* **What the task asks**:
Swap "dropping" for "placing" in the data, starting with its first line and going on through the line with "[(269, 330)]", and keep everything else the same. Leave the pictures out of your answer.

::::::::

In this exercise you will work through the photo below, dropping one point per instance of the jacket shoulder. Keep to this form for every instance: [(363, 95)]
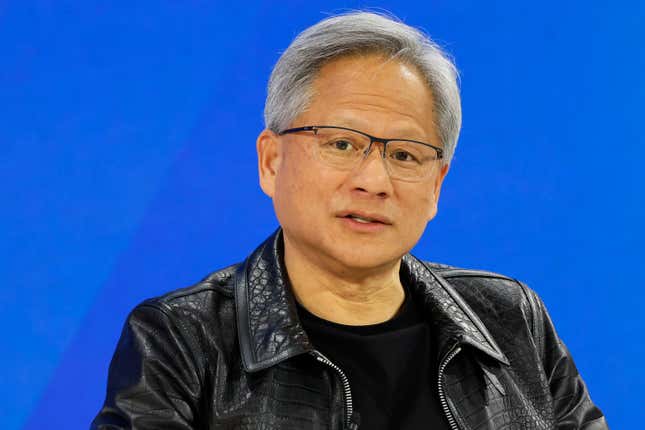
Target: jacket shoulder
[(486, 290), (205, 301)]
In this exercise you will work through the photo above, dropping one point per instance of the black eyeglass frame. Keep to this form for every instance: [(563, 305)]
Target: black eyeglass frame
[(372, 139)]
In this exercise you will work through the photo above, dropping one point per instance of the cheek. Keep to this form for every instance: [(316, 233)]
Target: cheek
[(297, 187)]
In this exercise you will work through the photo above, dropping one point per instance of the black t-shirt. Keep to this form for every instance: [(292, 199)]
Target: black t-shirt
[(391, 367)]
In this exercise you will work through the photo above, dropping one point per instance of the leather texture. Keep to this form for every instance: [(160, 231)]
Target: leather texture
[(230, 353)]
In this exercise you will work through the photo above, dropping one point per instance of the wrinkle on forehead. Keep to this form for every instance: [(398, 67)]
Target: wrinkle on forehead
[(375, 85)]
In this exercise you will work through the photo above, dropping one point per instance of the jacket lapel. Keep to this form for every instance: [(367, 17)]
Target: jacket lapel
[(267, 319), (269, 330), (454, 321)]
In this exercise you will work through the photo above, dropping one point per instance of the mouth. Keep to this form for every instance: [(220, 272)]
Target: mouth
[(365, 218)]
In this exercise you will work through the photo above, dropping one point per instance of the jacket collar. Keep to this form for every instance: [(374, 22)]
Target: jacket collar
[(269, 330)]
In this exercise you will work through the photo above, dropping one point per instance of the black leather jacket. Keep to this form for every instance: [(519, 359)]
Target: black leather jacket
[(230, 353)]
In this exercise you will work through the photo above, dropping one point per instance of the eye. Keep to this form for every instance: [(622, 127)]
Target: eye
[(342, 145), (401, 155)]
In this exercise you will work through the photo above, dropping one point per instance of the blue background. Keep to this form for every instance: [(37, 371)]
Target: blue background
[(127, 169)]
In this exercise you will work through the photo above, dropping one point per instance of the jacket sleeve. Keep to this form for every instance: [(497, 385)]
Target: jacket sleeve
[(572, 405), (153, 381)]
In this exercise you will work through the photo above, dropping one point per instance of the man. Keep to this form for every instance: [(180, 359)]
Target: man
[(330, 323)]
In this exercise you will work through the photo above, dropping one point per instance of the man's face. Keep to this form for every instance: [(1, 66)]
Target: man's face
[(312, 200)]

::::::::

* **Answer to this problem**:
In this exercise you will work through the photo below, placing one point per instance of the jacket shoulder. Keep to this form for every instance: [(363, 95)]
Target: jacket shoulder
[(486, 290), (205, 301)]
In this exercise you will work through the photo above, placing one point per instance of the black eyeglass frame. Keep to this form for every instance: [(563, 305)]
Target: black eyeglass frame
[(372, 139)]
In this exercise you will work through the photo above, placing one point per instance of the cheek. Keep to this form for every instance: [(316, 233)]
Target: cheek
[(297, 187)]
In this exercise you will work through the photo above, placing one point per instance of the black t-shirt. Keep to this form for every instance: [(292, 199)]
Target: black t-shirt
[(391, 367)]
In this exercise you will work through the photo above, placing one point per instance of the leather texture. Keep to this form for every instance: [(160, 231)]
Target: leather texture
[(230, 353)]
In this exercise you will work through the photo above, placing one point per instance of the wrinkle on forehead. Keep to this form for every instance: [(398, 67)]
Target: wrinkle on forehead
[(375, 85)]
In this exercise you will work through the photo above, placing one point per instance of the jacket lapel. Keep to this form for every instance: [(367, 17)]
Target: jacket lapel
[(267, 319), (269, 330), (454, 321)]
In this exercise you will work through the photo above, placing one point per instance of the mouth. Keep to this form for every instance: [(220, 272)]
Target: mouth
[(365, 218)]
In this exercise you will work through the photo above, placing one point per instance of the jacket collar. Keep to this form for every instance: [(374, 22)]
Target: jacket collar
[(269, 330)]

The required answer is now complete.